◆ Task requirements:
Each entry must be reproduced precisely as it stands.

******************************

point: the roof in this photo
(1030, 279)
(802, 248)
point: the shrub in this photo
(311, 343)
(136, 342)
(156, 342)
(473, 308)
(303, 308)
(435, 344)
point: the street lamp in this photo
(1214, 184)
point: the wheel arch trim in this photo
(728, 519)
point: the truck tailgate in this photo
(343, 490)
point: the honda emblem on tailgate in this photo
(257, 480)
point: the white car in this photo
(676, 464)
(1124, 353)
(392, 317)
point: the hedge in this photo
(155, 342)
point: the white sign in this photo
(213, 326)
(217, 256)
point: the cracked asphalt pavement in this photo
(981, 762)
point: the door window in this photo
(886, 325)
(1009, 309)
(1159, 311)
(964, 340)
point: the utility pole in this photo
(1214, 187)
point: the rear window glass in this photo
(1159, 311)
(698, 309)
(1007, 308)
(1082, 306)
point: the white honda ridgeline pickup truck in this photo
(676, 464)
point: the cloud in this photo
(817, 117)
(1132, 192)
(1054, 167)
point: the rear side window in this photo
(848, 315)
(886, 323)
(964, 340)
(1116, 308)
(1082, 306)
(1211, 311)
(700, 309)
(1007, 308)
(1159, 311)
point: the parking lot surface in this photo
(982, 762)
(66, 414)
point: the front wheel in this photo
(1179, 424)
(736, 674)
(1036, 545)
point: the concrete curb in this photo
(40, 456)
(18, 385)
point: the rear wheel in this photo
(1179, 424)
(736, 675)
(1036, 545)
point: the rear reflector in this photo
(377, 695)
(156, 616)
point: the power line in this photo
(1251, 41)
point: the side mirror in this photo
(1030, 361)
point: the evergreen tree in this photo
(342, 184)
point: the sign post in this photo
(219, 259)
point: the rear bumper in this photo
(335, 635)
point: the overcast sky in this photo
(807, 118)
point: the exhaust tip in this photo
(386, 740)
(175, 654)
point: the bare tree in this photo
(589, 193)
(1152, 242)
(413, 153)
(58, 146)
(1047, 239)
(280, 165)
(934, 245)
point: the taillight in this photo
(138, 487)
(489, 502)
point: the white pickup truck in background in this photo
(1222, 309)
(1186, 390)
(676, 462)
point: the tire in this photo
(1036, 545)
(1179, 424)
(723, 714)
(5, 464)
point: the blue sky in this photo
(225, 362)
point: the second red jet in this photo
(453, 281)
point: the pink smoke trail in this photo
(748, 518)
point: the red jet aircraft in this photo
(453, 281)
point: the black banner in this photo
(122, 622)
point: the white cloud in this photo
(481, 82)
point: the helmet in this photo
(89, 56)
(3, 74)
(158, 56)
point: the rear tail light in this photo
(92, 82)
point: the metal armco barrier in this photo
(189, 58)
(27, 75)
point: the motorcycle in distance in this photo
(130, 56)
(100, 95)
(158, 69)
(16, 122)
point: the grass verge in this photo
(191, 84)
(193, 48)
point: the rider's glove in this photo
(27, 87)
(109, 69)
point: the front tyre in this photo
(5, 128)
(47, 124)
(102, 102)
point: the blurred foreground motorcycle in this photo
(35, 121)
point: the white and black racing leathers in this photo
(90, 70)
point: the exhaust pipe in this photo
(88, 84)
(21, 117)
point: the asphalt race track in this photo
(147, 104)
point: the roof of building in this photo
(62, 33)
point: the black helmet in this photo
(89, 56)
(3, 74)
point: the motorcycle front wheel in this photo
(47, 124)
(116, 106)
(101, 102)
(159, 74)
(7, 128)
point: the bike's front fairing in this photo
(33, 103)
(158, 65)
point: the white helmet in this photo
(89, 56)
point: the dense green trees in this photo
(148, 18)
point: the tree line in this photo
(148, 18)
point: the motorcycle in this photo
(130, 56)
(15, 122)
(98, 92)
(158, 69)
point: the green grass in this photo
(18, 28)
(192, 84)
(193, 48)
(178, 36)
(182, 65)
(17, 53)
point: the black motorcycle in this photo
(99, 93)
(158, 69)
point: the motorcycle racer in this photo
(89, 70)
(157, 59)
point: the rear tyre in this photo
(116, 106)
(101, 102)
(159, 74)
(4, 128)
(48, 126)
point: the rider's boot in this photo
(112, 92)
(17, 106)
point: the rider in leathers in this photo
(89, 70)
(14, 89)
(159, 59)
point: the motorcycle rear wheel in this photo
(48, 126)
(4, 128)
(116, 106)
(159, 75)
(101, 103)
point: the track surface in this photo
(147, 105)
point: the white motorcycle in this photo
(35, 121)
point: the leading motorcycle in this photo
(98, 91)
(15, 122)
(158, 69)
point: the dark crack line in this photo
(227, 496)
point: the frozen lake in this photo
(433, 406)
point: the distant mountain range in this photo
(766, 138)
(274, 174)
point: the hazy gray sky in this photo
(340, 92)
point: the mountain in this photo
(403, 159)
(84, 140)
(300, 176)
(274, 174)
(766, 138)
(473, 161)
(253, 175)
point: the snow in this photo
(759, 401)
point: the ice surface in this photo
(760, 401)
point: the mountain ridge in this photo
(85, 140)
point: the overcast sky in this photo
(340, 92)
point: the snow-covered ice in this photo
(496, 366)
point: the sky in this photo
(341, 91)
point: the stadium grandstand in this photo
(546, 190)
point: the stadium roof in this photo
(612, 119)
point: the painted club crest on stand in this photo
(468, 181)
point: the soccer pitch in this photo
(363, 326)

******************************

◆ Answer space:
point: the roof in this photo
(1030, 279)
(802, 248)
point: the shrub in this photo
(311, 343)
(136, 342)
(156, 342)
(473, 308)
(303, 308)
(435, 344)
point: the street lamp in this photo
(1214, 184)
point: the wheel arch trim in this photo
(728, 519)
point: the truck tailgate in this photo
(343, 490)
point: the honda emblem on tailgate in this photo
(257, 480)
point: the white car in this photo
(676, 464)
(1124, 353)
(392, 317)
point: the hedge in this photo
(155, 342)
point: the white sign in this photo
(213, 326)
(217, 256)
point: the cracked asphalt pavement in this photo
(981, 762)
point: the door window in this photo
(886, 325)
(1009, 309)
(1159, 311)
(964, 340)
point: the utility pole in this photo
(1214, 187)
point: the rear window glass in this photo
(1159, 311)
(698, 309)
(1007, 308)
(1082, 306)
point: the white honda ridgeline pickup truck in this photo
(676, 464)
point: the cloud in this photo
(817, 117)
(1132, 192)
(1054, 167)
point: the rear side window in this photo
(848, 315)
(886, 323)
(964, 340)
(1116, 308)
(1082, 306)
(1211, 311)
(700, 309)
(1007, 308)
(1159, 311)
point: the parking lot surface in this photo
(982, 762)
(66, 414)
point: the front wheel in this photo
(1179, 424)
(736, 674)
(1036, 545)
point: the concrete curb in this photo
(40, 456)
(18, 385)
point: the rear wheel in this photo
(1179, 424)
(736, 675)
(1036, 545)
point: the rear reflector in this photo
(377, 695)
(156, 616)
point: the power line in this photo
(1251, 41)
point: the side mirror in this photo
(1030, 361)
point: the evergreen tree in this photo
(342, 184)
point: the sign post in this photo
(219, 259)
point: the rear bumper in this photo
(335, 635)
point: the overcast sky in this photo
(807, 118)
point: the exhaust tip in this photo
(386, 740)
(175, 654)
point: the bare tree in this photo
(589, 193)
(1152, 242)
(413, 153)
(58, 146)
(1047, 239)
(280, 165)
(934, 245)
point: the taillight in this photo
(138, 487)
(489, 502)
point: the white pickup truck in background in this photo
(1222, 309)
(1186, 390)
(676, 462)
point: the tire in this photo
(1036, 545)
(1179, 424)
(723, 714)
(5, 464)
point: the blue sky in this photo
(225, 362)
point: the second red jet in this photo
(453, 281)
point: the pink smoke trail in this photo
(748, 518)
point: the red jet aircraft in this photo
(453, 281)
point: the black banner in this photo
(122, 622)
point: the white cloud in this photo
(481, 82)
point: the helmet in this photo
(89, 56)
(3, 74)
(158, 56)
point: the rear tail light in this photo
(92, 82)
point: the metal armco barrier in this photo
(189, 58)
(27, 75)
point: the motorcycle in distance in this photo
(130, 56)
(100, 95)
(158, 69)
(16, 122)
point: the grass verge in this photo
(191, 84)
(193, 48)
point: the rider's glove in this photo
(27, 87)
(109, 69)
point: the front tyre in this photo
(5, 128)
(47, 124)
(102, 102)
point: the blurred foreground motorcycle in this photo
(35, 121)
point: the white and black racing leathers in this photo
(90, 70)
point: the exhaust pipe in this photo
(88, 84)
(21, 117)
point: the asphalt race track in this photo
(147, 104)
point: the roof of building in this photo
(62, 33)
point: the black helmet in this photo
(89, 56)
(3, 74)
point: the motorcycle front wheel in this photo
(47, 124)
(116, 106)
(101, 102)
(159, 74)
(7, 128)
point: the bike's front fairing in this photo
(33, 103)
(158, 65)
point: the white helmet in this photo
(89, 56)
point: the dense green trees in this photo
(148, 18)
point: the tree line in this photo
(148, 18)
point: the motorcycle in this photo
(130, 56)
(15, 122)
(98, 92)
(158, 69)
point: the green grass in this photo
(18, 28)
(192, 84)
(193, 48)
(178, 36)
(182, 65)
(17, 53)
point: the black motorcycle in this photo
(99, 93)
(158, 69)
point: the motorcycle racer in this photo
(89, 70)
(157, 59)
point: the rear tyre in this photo
(116, 106)
(101, 102)
(159, 74)
(4, 128)
(48, 126)
point: the rider's boot in this photo
(112, 92)
(17, 106)
point: the rider in leathers in this photo
(89, 70)
(14, 89)
(159, 59)
point: the motorcycle rear wheel in this photo
(48, 126)
(4, 128)
(116, 106)
(159, 75)
(101, 103)
point: the track surface in this photo
(147, 105)
point: the white motorcycle in this photo
(35, 121)
point: the leading motorcycle in this photo
(98, 91)
(15, 122)
(158, 69)
point: the dark crack line in this photo
(227, 496)
point: the frozen lake in this photo
(433, 406)
point: the distant mountain range in this photo
(766, 138)
(274, 174)
point: the hazy gray sky in this photo
(340, 92)
point: the mountain in this photo
(403, 159)
(84, 140)
(300, 176)
(274, 174)
(766, 138)
(473, 161)
(253, 175)
point: the snow in this photo
(759, 401)
point: the ice surface in this photo
(760, 401)
point: the mountain ridge in this photo
(85, 140)
point: the overcast sky in this photo
(340, 92)
point: the snow-covered ice in this photo
(496, 366)
point: the sky in this photo
(341, 91)
point: the stadium grandstand in this photo
(546, 190)
point: the stadium roof in this photo
(612, 119)
point: the painted club crest on stand in this photo
(468, 181)
point: the soccer pitch in this photo
(363, 326)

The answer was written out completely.